• _Work item 1_
In the abstract on kidney stone surgery, copy the text between "Introduction & Objectives" and "intrarenal surgery (RIRS).", inclusive, without any changes.
• _Work item 2_
Render this sentence from the abstract on kidney stone surgery into Spanish: "Stone disintegration was performed using either Holmium laser or pneumatic lithotripter."

• _Reading passage_
Introduction & Objectives
To assess the safety and efficacy of super-mini percutaneous nephrolithotomy (SMP) in the treatment of symptomatic lower pole renal stones (LPSs) after the failure of shockwave lithotripsy (SWL) or retrograde intrarenal surgery (RIRS).
Material & Methods
We retrospectively evaluated 44 patients with symptomatic LPSs who previously failed SWL or RIRS treatment and consequently underwent SMP between October 2014 and June 2016. The percutaneous renal access was performed 12-14F in size with C-arm fluoroscopy or ultrasonographic guidance. Stone disintegration was performed using either Holmium laser or pneumatic lithotripter. Perioperative parameters along with operative data were assessed in detail.
A total of 44 patients (mean age 49.1±13.7 years) with LPSs were included in the study. Mean stone size was 18.4±6.0 mm (range 9-29), mean operative time was 63.9±32.7 minutes (range 14–145) and mean hospital stay was 2.8±1.2 days (range 1-5). The hemoglobin drop was 12.4±8.8 g/L (range 0-31), no patients required blood transfusion. Complete stone-free status (SFR) was achieved in 40 (90.9%) patients. Clinically insignificant residual fragments (CIRF) were observed in three (6.8%) patients and only one (2.3%) patient had a 6 mm residual calculus. A total of three minor complications (urinary tract infection, hemorrhage resolved by hemostatics and renal colic requiring analgesics) were observed postoperatively.
For symptomatic LPSs after the failure of SWL or RIRS, SMP is a safe and efficient auxiliary option and even might be an alternative to SWL or RIRS, while further considering the stone free rates and stone-related events.

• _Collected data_
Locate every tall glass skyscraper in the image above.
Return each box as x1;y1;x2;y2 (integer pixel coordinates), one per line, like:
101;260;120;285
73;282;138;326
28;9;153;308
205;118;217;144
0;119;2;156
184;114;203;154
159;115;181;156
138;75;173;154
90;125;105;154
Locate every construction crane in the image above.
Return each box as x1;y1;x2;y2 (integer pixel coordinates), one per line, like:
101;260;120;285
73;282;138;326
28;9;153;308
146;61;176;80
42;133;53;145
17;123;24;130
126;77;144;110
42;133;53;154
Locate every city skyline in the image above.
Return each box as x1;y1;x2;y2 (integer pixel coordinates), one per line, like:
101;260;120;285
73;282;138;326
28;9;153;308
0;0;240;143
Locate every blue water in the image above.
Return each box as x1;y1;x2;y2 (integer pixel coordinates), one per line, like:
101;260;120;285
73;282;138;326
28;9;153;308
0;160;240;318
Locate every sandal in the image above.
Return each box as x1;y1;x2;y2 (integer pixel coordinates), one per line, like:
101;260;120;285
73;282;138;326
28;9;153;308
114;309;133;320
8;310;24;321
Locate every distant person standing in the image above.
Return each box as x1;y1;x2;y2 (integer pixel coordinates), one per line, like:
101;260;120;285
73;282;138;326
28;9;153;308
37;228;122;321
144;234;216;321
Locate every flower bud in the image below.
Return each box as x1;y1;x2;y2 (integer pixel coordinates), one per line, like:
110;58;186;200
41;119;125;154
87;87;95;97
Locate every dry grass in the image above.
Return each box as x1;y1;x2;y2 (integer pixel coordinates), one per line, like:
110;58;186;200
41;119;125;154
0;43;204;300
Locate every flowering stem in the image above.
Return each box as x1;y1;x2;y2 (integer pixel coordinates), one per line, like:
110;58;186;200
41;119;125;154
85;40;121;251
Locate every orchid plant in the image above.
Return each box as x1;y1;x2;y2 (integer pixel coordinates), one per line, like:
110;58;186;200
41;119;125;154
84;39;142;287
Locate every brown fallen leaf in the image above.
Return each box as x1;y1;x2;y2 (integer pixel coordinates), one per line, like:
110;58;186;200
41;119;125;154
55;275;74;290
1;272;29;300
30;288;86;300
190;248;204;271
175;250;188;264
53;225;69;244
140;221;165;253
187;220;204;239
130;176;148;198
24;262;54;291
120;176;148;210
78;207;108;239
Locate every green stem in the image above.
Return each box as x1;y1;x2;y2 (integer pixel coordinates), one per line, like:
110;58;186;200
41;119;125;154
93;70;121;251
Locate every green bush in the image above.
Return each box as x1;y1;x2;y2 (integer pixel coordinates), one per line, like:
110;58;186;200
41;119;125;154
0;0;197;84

• _Answer section 1_
Introduction & Objectives
To assess the safety and efficacy of super-mini percutaneous nephrolithotomy (SMP) in the treatment of symptomatic lower pole renal stones (LPSs) after the failure of shockwave lithotripsy (SWL) or retrograde intrarenal surgery (RIRS).

• _Answer section 2_
La desintegración de los cálculos se realizó con láser de holmio o con litotriptor neumático.